Exercise passage >>
__________

Photo: michaeljzealot
Photo: michaeljzealot

By Safia Yallaoui

There has been a 22,000 drop in the number of males applying to full-time undergraduate courses in UK universities, according to The University College and Admission Service (UCAS).

Between 2010 and 2011 the percentage of females enrolled in fulltime undergraduate courses was 55%, leaving males with a 45% proportion.

At UWE the numbers are similar, according to The Guardian’s website, as 54.05% of those who were enrolled in full time undergraduate courses between 2010 and 2011 were female.

Natasha Russell, 21, studying Journalism & Media and Cultural Studies at UWE believes “Men have always dominated over women when it comes to jobs so it’s good that more women are in higher education because we should then see more women getting jobs.”

The degree course with the biggest gender gap is Veterinary Science which has seen a 52% increase in female applicants along with a 4% drop in the number of male applicants.

Some UK universities have a proportion of over 80% female students in full-time undergraduate courses, including the Institute of Education (85.7%), The Courtauld Institute of Art (83.3%) and Bishop Grosseteste University College Lincoln (80.1%).

__________

Material provided >>

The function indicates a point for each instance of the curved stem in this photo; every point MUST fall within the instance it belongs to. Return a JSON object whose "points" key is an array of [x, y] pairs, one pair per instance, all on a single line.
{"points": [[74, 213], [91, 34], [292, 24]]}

__________

Questions to answer >>
A) For each statement about the enrollment article, answer yes or no and quote the words that decide it: (i) At UWE, 54.05% of full-time undergraduates enrolled between 2010 and 2011 were female. (ii) Veterinary Science saw a 4% rise in male applicants. (iii) The Courtauld Institute of Art has 85.7% female students in full-time undergraduate courses.
B) Reproduce the part of the enrollment article that opens with the words containing "Between 2010 and 2011 the" and closes with "2011 were female.".
C) List every institution that the enrollment article names as having over 80% female students in full-time undergraduate courses, with the percentage given for each.
The lines have nothing to do with the enrollment article.

Answers to the exercises >>
A)
(i) Yes: "54.05% of those who were enrolled in full time undergraduate courses between 2010 and 2011 were female"
(ii) No: "along with a 4% drop in the number of male applicants"
(iii) No: "The Courtauld Institute of Art (83.3%)"

B)
Between 2010 and 2011 the percentage of females enrolled in fulltime undergraduate courses was 55%, leaving males with a 45% proportion.

At UWE the numbers are similar, according to The Guardian’s website, as 54.05% of those who were enrolled in full time undergraduate courses between 2010 and 2011 were female.

C)
Institute of Education (85.7%)
The Courtauld Institute of Art (83.3%)
Bishop Grosseteste University College Lincoln (80.1%)